* [Given task A] Decide whether each statement below agrees with the article on Southern California apartment sales, answering yes or no and quoting the deciding words of the article. (i) Rents at the Palm Garden Apartments rose by as much as $500 within five months. (ii) New owners at the Olive Street Apartments require month-to-month tenants to sign a two-year lease or move out. (iii) Apartment transactions have doubled since the recession.
* [Given task B] Select every line of the rows that contains the string "woman" and copy each one. Case counts.

** Begin Text shown **

Tenants at Tustin's Palm Garden Apartments have seen two or three rent hikes since the aging apartment complex first sold to new owners in 2016, with rents jumping as much as $500 within five months.
At the Olive Street Apartments in Anaheim's Packing District, new owners are requiring month-to-month tenants to sign a one-year lease or move out.
And last year, an investment firm that purchased an eight-unit apartment building in East Los Angeles raised rents from $1,250 to $2,000 a month, which is 90 percent of one tenant's monthly pay. All but one family, which continues to fight its eviction, were forced out.
Apartment buildings are a hot commodity in Southern California these days, with transactions tripling since the recession and sale prices steadily climbing.
In many cases, new ownership can be a blessing, bringing upgrades, renovations and new amenities, like fitness centers, storage, dog parks and barbecues.
But often, they're a curse, with rents tending to go up once a complex changes hands.
"On a risk-adjusted basis, (the apartment sector) is the best asset in real estate," Douglas Bibby, president of the National Multifamily Housing Council, said during a break at the state builders conference in San Diego last month.

** End Text shown **
** Begin Given data **

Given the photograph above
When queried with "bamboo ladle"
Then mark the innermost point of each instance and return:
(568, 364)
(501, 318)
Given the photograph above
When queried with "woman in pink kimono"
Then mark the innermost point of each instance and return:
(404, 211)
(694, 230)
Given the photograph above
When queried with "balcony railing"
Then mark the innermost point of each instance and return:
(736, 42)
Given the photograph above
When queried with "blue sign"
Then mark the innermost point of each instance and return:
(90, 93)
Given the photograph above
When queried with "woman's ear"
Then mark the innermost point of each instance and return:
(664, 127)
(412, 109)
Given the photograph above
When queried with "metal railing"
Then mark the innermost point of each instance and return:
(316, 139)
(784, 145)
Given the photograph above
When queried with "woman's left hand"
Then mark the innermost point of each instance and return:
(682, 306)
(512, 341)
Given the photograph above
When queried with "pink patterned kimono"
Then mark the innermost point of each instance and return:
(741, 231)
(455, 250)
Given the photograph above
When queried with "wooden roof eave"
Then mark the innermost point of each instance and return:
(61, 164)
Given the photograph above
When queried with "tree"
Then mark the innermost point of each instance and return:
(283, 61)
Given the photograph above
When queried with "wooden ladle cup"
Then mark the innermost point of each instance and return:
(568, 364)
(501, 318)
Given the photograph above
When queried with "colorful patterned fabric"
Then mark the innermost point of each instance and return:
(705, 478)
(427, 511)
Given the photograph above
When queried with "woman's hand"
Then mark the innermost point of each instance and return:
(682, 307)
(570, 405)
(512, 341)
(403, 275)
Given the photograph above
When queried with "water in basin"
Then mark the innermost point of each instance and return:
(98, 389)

** End Given data **

* [Task answer A]
(i) Yes: "with rents jumping as much as $500 within five months"
(ii) No: "requiring month-to-month tenants to sign a one-year lease or move out"
(iii) No: "with transactions tripling since the recession"

* [Task answer B]
When queried with "woman in pink kimono"
When queried with "woman's ear"
When queried with "woman's left hand"
When queried with "woman's hand"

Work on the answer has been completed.